You are probably aware that many financial service providers use your credit score as a way to get an idea of your financial reputation. However, does a FICO score really provide a good snapshot of your finances? And can you rely on your FICO score to really help you improve your finances?
FICO vs. Other Credit Scores
First of all, it’s important to realize that your credit score is far from a monolithic number. First of all, there is a difference between what the bank sees and what you see when you check your own score. Whether the bank is using its own credit scoring model, or one based on FICO, you are not going to see the same thing that decision makers see when deciding whether or not your finances are the kind of thing they want to take a chance on.
Realize, though, that FICO scores are considered more “official” than others. Even though credit scores are often referred to as FICO — much in the same way that all tissues are often called Kleenex — not every credit scoring model you see is actually based on the trademark FICO score.
Knowing your FICO score is generally a little more helpful to your cause than knowing your Vantage Score, or relying on other credit scoring models that try to compete with FICO. Most lenders and many other financial service providers use the “official” FICO score, even though there are different versions of even the FICO score floating around, and you might not see the same FICO score from one lender to another.
Does a Credit Score Really Reflect Your Level of Financial Responsibility?
One of the biggest problems than many consumers and some consumer advocates have with using credit scores to check your level of financial responsibility is the fact that these scores only focus on your credit situation. So, if you pay cash for most things, and haven’t been keen on using credit, it doesn’t matter how responsible you are, or how much money you have in savings and retirement accounts. Your credit score might be more negative than you think.

▸ **ACTIVITY 1**
In the article on credit scores, what comparison explains why credit scores are often called FICO?
▸ **ACTIVITY 2**
Please pick up the article on credit scores after its last sentence and keep writing it.
The data below is not needed.

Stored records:

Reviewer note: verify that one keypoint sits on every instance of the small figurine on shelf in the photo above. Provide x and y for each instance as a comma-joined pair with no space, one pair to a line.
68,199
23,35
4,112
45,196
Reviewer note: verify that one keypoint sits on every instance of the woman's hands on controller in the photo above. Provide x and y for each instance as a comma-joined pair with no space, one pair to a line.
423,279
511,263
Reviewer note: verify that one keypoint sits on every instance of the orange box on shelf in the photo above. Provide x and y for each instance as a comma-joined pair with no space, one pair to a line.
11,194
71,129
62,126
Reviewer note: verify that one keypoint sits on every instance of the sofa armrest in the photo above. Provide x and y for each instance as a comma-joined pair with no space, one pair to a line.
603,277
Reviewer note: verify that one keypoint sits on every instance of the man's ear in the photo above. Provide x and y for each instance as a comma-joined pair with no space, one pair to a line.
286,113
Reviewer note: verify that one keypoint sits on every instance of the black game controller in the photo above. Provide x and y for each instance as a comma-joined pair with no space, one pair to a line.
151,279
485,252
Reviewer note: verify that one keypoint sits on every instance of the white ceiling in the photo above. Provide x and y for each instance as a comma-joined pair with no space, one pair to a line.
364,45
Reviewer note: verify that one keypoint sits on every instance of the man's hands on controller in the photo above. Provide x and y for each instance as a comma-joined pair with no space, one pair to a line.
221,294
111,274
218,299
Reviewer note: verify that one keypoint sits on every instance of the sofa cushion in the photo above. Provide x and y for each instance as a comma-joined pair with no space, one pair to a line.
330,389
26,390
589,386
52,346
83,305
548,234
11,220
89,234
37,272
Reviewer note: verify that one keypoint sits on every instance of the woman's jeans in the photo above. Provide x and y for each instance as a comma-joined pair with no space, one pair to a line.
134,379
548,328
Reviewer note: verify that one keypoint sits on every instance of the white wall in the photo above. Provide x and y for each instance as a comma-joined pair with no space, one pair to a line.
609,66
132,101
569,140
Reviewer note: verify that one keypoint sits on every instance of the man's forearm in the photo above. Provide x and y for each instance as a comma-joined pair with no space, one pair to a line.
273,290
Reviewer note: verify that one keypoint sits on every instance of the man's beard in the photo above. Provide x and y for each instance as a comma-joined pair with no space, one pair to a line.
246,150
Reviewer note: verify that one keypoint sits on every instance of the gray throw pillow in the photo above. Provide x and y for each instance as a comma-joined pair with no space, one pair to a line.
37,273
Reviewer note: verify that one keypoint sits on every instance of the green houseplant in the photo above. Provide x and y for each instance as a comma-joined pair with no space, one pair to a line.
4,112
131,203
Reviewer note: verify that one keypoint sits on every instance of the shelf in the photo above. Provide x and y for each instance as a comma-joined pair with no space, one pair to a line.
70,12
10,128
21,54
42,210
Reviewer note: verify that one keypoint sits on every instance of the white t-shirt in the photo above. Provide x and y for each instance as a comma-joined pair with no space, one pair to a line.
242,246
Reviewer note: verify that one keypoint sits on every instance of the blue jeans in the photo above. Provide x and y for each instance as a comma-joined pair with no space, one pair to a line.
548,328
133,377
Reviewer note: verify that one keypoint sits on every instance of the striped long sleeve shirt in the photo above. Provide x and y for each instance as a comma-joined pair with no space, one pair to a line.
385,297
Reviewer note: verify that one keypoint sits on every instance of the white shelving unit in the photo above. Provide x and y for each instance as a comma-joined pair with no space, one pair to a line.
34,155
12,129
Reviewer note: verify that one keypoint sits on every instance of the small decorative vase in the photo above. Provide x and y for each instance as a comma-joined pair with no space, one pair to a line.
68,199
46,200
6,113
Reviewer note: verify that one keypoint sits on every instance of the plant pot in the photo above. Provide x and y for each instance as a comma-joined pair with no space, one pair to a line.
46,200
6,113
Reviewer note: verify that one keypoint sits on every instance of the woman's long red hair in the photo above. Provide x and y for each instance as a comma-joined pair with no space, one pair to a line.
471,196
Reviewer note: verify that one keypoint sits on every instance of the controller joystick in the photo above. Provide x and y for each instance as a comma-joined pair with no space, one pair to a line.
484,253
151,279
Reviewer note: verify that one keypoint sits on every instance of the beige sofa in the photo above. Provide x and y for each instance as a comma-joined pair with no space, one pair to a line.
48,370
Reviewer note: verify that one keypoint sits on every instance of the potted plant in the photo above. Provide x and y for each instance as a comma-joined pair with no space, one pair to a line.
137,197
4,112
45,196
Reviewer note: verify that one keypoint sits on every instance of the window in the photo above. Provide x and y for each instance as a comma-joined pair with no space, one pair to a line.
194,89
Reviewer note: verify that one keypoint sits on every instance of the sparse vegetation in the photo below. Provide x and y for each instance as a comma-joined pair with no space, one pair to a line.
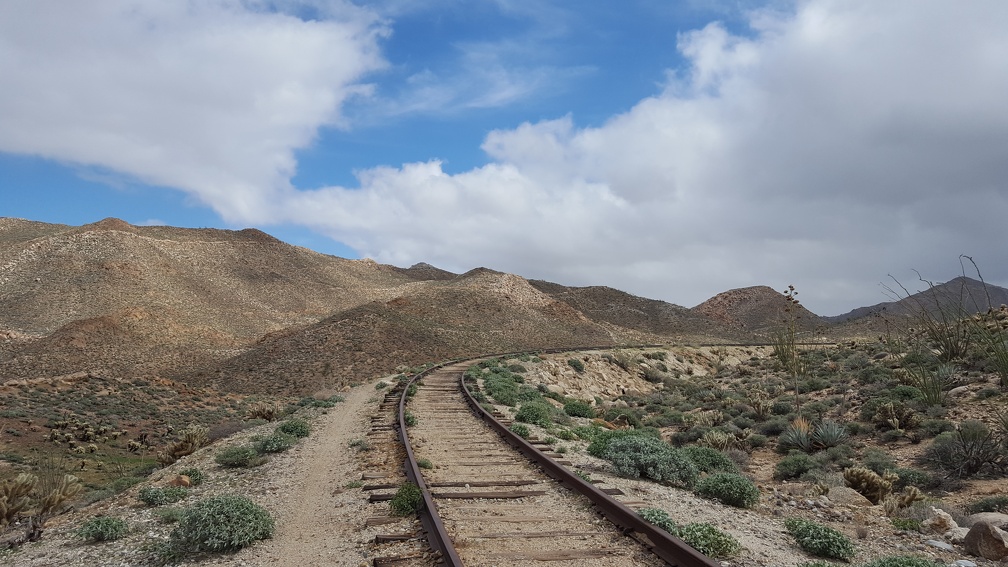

▸ **EXPECTED OUTPUT 1**
All tissues are often called Kleenex.

▸ **EXPECTED OUTPUT 2**
In these cases, looking at your credit score, if can look as though you are less responsible with your finances than you actual are. The credit score is only based on the way you handle credit, but it is often treated as though it is a numerical representation of your entire financial picture. This can be disappointing and frustrating when you discover that you can’t get the best rate on a mortgage, or that you miss out on an auto insurance discount because of your credit score.
Another problem is that your credit score might not actually predict your future. While it does reflect your history with credit, it can’t predict what you are doing going forward. If you are getting back on your feet after a job loss or a medical emergency, that’s not reflected in the credit score, and you could suffer for it — even though you are doing everything to keep on track. On top of that, your credit score might not accurately account for your income, and what you can afford.
There are plenty of flaws with the credit scoring system, but until things change many consumers are going to find themselves judged by that three-digit number.